Rewrite everything from the line containing "Q: Point out each instance of the window with" down to the end of the material, replacing "ceiling beam" with "roof beam" and leaving all else unchanged.

Location labeling records:
========================

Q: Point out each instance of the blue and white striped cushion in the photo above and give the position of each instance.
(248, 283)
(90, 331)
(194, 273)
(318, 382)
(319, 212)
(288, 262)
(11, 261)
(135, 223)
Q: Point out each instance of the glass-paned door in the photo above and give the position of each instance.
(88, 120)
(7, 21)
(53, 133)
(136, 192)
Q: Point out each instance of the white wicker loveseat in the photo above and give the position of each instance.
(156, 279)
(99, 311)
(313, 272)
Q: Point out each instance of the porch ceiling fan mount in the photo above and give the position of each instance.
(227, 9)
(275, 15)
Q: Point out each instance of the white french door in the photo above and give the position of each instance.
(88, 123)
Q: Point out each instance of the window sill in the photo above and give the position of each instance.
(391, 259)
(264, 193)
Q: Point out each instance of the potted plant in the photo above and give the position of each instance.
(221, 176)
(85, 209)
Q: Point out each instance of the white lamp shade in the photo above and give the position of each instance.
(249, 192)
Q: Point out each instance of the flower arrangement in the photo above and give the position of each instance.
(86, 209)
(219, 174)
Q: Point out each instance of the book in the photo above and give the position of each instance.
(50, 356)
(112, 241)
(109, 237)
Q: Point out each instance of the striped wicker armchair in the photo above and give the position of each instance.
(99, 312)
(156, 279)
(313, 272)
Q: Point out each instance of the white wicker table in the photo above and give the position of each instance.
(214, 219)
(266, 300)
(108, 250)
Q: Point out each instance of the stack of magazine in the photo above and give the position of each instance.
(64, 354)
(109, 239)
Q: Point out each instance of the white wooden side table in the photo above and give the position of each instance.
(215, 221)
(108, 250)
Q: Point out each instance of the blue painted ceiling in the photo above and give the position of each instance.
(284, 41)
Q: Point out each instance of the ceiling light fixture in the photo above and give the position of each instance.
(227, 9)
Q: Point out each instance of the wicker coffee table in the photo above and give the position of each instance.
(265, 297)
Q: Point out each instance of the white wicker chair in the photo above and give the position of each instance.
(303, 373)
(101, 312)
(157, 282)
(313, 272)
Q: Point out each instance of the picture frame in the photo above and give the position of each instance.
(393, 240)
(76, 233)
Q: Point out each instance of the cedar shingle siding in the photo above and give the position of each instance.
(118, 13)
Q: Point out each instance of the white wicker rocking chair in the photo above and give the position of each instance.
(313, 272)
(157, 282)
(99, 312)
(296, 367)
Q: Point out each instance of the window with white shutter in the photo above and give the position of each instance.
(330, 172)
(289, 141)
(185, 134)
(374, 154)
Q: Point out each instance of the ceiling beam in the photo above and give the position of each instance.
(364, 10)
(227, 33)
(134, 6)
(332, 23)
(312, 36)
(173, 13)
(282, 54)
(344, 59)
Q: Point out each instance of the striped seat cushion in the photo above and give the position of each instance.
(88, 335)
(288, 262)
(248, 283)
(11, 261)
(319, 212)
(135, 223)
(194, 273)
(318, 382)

========================

- _Task output_:
Q: Point out each instance of the window with white shutter in the photo above and give the position of each instance.
(330, 172)
(289, 141)
(185, 134)
(374, 154)
Q: Point out each instance of the roof beam in the photo above and give the position of each instance.
(364, 10)
(227, 33)
(134, 6)
(332, 23)
(312, 36)
(173, 13)
(282, 54)
(344, 59)
Q: Point out each instance of the striped seat cushion in the photo above and give the position of each instance.
(88, 335)
(288, 262)
(248, 283)
(11, 261)
(319, 212)
(135, 223)
(194, 273)
(318, 382)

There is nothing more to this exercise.